Content Strategy x Harry Potter

Tamara Schiffer
8 min readApr 2, 2022

Der fiktive Charakter „Harry Potter“ ist auf der ganzen Welt bekannt. Zusammen mit dem Filmstudio „Warner Bros“ hat es die Schriftstellerin Joanne K. Rowling geschafft nicht nur textlichen Content — also alle sieben Bücher — sondern auch bildlichen Content zu erschaffen, in Form von mittlerweile zehn Filmen (8 Harry Potter Filme und zwei Fantastische Tierwesen Filme). Das Universum rund um „Harry Potter“ ist für mich als sogenannter Potterhead ein gutes Beispiel, was alles als Content zu verstehen ist und wie sich eine Content Strategy auch durch diese „Welt“ ziehen kann.

Die magische Cashcow

Joanne K. Rowling hat Content zu Papier gebracht, in dem sie sieben Harry Potter Bücher geschrieben hat. Zudem hat sie noch ein Folgebuch („Harry Potter und das verwunschene Kind“) geschrieben, sowie verschiedene Prequels — laut Wikipedia fünf an der Zahl. Die Welt rund um die Geschichte des Zauberers Harry Potter hört also auch 20 Jahre nach dem Erscheinen des ersten Buches nicht auf zu existieren.

# Bereitgestelltes Material:
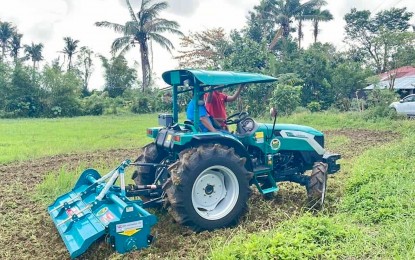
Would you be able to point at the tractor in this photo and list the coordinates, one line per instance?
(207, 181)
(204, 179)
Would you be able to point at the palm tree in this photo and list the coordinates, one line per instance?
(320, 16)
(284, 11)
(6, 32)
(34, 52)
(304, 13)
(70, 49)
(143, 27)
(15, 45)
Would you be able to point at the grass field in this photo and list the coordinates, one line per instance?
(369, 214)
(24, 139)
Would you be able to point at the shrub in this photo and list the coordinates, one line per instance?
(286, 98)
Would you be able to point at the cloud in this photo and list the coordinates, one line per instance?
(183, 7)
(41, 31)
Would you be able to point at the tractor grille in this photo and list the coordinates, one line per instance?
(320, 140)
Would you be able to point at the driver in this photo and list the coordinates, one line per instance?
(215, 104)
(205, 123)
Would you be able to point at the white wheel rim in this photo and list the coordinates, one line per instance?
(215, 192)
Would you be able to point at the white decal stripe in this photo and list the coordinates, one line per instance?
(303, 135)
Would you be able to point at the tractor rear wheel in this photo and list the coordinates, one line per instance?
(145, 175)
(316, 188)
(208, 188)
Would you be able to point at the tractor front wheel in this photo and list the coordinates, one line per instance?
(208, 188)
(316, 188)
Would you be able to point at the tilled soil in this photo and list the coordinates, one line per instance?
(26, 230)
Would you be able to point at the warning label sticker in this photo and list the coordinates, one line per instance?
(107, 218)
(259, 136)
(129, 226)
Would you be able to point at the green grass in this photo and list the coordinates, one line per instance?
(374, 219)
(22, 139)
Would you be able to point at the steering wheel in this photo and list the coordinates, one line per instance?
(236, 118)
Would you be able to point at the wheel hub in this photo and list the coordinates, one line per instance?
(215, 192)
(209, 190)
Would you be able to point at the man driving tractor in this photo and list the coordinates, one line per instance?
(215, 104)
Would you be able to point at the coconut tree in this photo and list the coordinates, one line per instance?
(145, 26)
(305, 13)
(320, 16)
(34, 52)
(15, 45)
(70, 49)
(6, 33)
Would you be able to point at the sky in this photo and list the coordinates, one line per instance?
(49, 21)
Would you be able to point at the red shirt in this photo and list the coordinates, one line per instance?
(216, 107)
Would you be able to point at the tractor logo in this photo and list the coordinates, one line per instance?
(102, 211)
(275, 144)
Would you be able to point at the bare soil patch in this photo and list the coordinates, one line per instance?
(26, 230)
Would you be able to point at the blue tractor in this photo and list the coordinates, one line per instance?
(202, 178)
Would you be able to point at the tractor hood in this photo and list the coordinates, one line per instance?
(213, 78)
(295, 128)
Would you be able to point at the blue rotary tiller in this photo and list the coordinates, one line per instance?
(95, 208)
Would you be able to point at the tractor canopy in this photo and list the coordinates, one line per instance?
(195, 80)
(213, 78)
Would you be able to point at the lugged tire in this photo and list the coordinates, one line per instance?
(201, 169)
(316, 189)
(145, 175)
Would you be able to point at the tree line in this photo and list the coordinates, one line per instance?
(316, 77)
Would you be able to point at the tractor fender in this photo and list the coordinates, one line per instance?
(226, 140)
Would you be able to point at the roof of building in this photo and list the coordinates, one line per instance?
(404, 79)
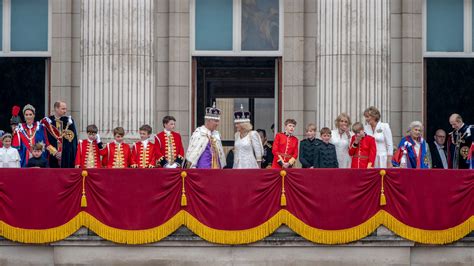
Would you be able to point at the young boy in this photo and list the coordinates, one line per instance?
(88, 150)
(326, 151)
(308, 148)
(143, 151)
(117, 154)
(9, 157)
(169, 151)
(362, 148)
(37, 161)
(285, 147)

# Aufgaben:
• 1. Wie viele Prequels hat Joanne K. Rowling laut dem Text über Harry Potter und Content Strategy geschrieben?
• 2. Führe den Text über Harry Potter und Content Strategy nach seinem letzten Satz weiter.

# Lösungen:
• 1. Laut Wikipedia hat sie fünf Prequels geschrieben.

• 2.
Zusammen mit dem Filmstudio „Warner Bros“ gibt es die Buchreihe auch als Video-Content in Form von Filmen. Auch hier wird fleißig weiter an der Produktion gearbeitet, da noch drei „Fantastische Tierwesen“ Filme ausstehen (der nächste — dritte Teil — erscheint bereits in wenigen Tagen in den österreichischen Kinos). Zudem wurde das Sequel „Harry Potter und das verwunschene Kind“ als Theaterstück inszeniert, welches nun unzählige Zuschauer:innen in London, Hamburg und in Amerika begeistert.

Neben den offiziellen Büchern und Filmen, die die Geschichte von HP darlegt, gibt es noch zusätzlichen Content in schriftlicher, visueller und auditiver Form, die die Geschehnisse in den Büchern und / oder Filmen ergänzen. Unter anderem kann man sich die Bücher als Hörbücher vorlesen lassen, sich den Soundtrack aus den Filmen anhören, ‚Behind the Scenes‘ Szenen anschauen, nachlesen was es mit „Quidditch im Wandel der Zeit“ auf sich hat oder einfach in der Küche jegliche Leckereien, die in Hogwarts serviert wurden, nachkochen. Auch eine eigene Website lädt zum Verweilen und Erforschen ein. Unter anderem kann man sich auf dieser einem Haus zuordnen lassen, seinen perfekten Zauberstab finden oder auch herausfinden, welche Form der eigene Patronus hat.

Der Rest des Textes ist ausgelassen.